== Tarefas do exercício ==
• 1. Segundo o texto sobre a UFSB, a Universidade atua para minimizar a degradação de qual rio?
• 2. Prossiga o texto sobre a UFSB e o papel das universidades a partir do ponto em que ele termina.

Entre outras coisas, em nosso território sul a Universidade tem realizado campanhas de arrecadação de valores para ajudar famílias vulneráveis da região, bem como mantêm durante a pandemia seus projetos de extensão e pesquisa, etc. Para saber mais visite o site da instituição, em especial a página "UFSB Ciência". Por exemplo está lá informações sobre as ações da universidade no período do derramamento de óleo entre agosto e novembro do ano passado. Também as ações da Universidade para minimizar a degradação do rio Cachoeira em Itabuna, da faz parte de um grupo de instituições que realiza mutirões e plantios. Percebo que a Universidade possui uma grande importância para a região. O que ela já fez e está a fazer não dá para falar só em um texto.
De todo modo o papel das universidades, assim como o papel da UFSB em especial no nosso território terá que estar mais próximo da comunidade local. Como diria Boaventura a 'universidade' que conhecemos hoje terá que se tornar 'pluriversidade'. Decerto a universidade possui limites como financeiros, de pessoal, etc. Mas quando a sociedade e em especial o governo a valoriza e defende se torna mais fácil e eficiente a integração entre a universidade e a sociedade.

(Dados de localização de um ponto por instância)
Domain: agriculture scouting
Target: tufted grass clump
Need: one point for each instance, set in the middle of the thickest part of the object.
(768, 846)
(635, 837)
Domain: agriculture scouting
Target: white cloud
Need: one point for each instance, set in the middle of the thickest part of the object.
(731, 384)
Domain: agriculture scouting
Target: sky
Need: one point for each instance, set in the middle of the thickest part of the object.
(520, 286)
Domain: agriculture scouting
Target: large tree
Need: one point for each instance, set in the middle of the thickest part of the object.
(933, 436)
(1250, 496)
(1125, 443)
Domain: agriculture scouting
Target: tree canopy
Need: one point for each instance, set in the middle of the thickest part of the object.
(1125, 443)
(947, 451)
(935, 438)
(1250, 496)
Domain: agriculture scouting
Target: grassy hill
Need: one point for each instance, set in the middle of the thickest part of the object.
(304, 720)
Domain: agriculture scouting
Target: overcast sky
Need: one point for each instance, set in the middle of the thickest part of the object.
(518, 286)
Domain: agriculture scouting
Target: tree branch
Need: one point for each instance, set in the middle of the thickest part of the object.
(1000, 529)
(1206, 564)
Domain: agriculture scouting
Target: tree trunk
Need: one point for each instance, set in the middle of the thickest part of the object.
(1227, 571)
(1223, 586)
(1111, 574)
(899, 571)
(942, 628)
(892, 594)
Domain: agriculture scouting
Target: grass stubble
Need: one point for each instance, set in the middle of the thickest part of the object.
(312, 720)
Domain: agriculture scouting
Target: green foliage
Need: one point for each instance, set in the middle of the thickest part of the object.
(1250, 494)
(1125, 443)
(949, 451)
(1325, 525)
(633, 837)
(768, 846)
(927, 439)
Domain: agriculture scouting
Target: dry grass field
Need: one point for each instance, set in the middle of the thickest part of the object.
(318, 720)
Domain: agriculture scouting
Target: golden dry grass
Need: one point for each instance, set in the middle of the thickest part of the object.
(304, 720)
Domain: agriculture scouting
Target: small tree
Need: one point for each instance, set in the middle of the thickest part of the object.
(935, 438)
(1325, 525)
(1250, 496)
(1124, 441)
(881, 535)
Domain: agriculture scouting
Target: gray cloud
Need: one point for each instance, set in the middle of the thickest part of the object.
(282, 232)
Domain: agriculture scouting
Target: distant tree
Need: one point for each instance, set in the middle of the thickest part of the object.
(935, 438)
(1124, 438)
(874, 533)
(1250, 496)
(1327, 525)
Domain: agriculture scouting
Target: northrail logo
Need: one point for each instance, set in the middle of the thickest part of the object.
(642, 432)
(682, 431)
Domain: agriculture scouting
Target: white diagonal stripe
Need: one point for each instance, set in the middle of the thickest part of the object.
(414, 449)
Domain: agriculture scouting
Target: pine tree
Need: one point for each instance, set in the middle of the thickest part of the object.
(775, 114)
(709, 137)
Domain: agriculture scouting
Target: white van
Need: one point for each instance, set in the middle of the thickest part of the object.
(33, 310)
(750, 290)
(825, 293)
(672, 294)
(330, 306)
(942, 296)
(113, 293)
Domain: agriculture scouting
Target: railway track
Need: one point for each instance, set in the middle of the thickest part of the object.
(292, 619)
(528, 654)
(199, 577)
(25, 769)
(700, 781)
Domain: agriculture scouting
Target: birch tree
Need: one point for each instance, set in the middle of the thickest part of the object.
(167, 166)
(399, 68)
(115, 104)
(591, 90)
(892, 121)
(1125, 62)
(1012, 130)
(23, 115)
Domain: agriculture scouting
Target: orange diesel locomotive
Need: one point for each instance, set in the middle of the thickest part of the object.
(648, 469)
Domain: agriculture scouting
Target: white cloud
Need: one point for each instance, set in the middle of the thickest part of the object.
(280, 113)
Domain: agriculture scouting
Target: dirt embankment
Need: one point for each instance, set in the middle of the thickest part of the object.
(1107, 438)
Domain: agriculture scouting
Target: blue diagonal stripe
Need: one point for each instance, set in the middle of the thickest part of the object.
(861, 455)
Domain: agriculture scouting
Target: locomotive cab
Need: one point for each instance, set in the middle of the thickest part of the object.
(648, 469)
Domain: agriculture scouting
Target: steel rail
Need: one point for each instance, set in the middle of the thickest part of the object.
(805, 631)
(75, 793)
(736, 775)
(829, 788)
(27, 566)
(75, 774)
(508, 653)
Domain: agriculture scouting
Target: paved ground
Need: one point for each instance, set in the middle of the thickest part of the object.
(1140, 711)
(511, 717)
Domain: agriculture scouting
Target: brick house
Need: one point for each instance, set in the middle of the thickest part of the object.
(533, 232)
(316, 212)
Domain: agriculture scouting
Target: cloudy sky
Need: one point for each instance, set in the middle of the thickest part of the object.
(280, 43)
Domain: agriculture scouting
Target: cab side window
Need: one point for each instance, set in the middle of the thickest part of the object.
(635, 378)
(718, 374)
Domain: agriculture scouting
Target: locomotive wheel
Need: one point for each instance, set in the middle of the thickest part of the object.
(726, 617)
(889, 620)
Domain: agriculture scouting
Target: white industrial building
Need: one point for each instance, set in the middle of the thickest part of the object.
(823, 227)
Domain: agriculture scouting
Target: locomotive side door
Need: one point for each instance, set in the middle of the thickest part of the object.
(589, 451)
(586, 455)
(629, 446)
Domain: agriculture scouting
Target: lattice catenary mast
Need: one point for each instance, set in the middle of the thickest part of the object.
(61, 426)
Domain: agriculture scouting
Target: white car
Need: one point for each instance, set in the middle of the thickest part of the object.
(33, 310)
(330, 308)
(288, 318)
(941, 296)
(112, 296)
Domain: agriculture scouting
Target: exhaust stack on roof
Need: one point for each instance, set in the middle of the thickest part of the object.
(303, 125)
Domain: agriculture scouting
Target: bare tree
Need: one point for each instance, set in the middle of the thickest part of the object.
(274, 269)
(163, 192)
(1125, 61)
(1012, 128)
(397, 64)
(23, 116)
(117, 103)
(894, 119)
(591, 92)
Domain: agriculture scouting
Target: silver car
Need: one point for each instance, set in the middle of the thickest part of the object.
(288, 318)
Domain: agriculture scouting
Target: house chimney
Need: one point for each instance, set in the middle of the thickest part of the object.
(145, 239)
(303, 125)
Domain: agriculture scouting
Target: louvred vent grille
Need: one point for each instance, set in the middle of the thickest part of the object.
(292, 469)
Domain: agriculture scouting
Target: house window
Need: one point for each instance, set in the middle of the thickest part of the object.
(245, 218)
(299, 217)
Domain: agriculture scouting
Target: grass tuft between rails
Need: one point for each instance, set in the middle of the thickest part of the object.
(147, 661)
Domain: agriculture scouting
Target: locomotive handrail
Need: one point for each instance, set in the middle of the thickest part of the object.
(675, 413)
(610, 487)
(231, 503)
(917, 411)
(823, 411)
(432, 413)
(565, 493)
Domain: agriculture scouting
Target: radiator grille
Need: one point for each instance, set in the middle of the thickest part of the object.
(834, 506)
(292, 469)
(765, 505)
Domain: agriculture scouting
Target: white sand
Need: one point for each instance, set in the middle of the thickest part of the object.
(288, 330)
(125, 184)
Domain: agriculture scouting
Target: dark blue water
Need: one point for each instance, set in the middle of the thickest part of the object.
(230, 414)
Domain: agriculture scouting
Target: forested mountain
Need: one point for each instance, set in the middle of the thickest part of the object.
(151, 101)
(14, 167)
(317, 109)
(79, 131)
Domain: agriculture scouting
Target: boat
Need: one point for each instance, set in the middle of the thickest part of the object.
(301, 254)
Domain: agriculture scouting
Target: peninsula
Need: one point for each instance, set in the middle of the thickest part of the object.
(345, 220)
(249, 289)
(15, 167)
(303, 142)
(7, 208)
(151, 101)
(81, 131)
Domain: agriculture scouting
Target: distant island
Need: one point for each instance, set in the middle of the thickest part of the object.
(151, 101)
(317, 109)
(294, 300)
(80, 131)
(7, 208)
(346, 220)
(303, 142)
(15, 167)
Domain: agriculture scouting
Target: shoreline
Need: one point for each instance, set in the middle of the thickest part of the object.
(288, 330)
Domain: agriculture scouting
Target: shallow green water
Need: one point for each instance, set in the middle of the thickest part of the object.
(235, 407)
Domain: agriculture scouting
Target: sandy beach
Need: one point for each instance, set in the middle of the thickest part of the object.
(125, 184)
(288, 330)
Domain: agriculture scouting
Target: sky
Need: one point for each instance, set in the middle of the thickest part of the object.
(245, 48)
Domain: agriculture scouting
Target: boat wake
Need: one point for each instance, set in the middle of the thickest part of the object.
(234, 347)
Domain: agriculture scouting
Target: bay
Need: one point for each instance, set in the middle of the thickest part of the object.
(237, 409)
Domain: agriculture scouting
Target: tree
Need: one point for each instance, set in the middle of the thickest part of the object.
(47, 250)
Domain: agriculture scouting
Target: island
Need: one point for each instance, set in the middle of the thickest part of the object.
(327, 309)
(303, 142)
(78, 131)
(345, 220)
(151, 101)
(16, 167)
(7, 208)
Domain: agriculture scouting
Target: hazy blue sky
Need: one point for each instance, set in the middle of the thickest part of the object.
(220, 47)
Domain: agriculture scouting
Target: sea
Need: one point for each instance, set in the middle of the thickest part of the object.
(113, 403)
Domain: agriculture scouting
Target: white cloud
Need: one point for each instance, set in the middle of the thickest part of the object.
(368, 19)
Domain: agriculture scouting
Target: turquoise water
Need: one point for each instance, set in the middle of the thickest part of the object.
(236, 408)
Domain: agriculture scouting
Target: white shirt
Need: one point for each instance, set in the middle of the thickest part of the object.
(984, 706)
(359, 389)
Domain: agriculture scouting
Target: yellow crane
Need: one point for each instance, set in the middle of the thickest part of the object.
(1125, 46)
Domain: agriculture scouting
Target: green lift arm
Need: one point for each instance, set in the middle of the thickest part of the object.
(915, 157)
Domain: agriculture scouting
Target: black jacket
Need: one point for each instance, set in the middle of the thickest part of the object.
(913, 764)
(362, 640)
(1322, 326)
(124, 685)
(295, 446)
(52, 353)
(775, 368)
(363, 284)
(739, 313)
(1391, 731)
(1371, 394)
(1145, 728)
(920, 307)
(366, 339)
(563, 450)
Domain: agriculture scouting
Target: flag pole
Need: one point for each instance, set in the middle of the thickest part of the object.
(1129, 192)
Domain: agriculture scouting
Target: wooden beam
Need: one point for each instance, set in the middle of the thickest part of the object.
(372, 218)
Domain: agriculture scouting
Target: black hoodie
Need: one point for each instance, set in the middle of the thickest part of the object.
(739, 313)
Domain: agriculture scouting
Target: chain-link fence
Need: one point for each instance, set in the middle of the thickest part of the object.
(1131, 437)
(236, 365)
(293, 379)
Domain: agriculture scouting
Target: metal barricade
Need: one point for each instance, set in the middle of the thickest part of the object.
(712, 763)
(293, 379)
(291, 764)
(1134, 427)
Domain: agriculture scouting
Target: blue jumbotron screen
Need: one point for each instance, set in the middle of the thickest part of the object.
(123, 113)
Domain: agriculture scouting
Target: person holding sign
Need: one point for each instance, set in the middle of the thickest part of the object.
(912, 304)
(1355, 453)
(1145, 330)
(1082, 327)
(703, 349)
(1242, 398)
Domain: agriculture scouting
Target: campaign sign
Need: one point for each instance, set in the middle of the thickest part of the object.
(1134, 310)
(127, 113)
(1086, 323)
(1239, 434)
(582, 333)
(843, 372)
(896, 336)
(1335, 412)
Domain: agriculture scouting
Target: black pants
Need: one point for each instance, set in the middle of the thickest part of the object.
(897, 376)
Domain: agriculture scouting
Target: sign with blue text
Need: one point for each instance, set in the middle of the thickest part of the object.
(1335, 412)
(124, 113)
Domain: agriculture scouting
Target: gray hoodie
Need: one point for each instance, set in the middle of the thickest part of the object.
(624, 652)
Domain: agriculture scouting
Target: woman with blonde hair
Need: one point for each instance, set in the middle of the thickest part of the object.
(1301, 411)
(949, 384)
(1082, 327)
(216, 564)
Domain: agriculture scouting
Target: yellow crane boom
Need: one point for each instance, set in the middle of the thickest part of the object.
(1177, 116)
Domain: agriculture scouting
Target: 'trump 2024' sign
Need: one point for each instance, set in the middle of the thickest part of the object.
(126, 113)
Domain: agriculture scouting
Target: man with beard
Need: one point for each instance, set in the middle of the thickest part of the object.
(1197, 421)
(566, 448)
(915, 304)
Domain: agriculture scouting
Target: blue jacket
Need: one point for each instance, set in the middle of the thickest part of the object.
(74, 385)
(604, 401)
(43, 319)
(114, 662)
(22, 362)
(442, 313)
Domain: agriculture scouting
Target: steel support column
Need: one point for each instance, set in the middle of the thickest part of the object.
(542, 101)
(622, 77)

== Respostas em ordem ==
• 1. Do rio Cachoeira, em Itabuna.

• 2.
Certamente para todos nós o contexto planetário, nacional e local será muito desafiador. As universidades já possuíam um importante papel. Agora no pós pandemia a universidade se tornará muito mais necessária, seja no ensino, porém muito mais na pesquisa (produção de ciência) e sobretudo na extensão, visto que é na extensão que a universidade se torna cada vez mais próxima da sociedade e vice-versa e com ela cria ou aprofunda o que é muito mais necessário hoje: conhecimento, integração, ciência, justiça social e desenvolvimento integral do humano e da sociedade. Uma vez que o século começa agora é hora de se pensar em um modo de viver e pensar na sociedade, assim como também de se pensar no futuro ou em um novo modo de se pensar e fazer a universidade.
REFERÊNCIAS:
ALMEIDA FILHO, Naomar. SANTOS, Boaventura Souza. A universidade no século XXI: para uma universidade nova. Coimbra: Almedina; 2008.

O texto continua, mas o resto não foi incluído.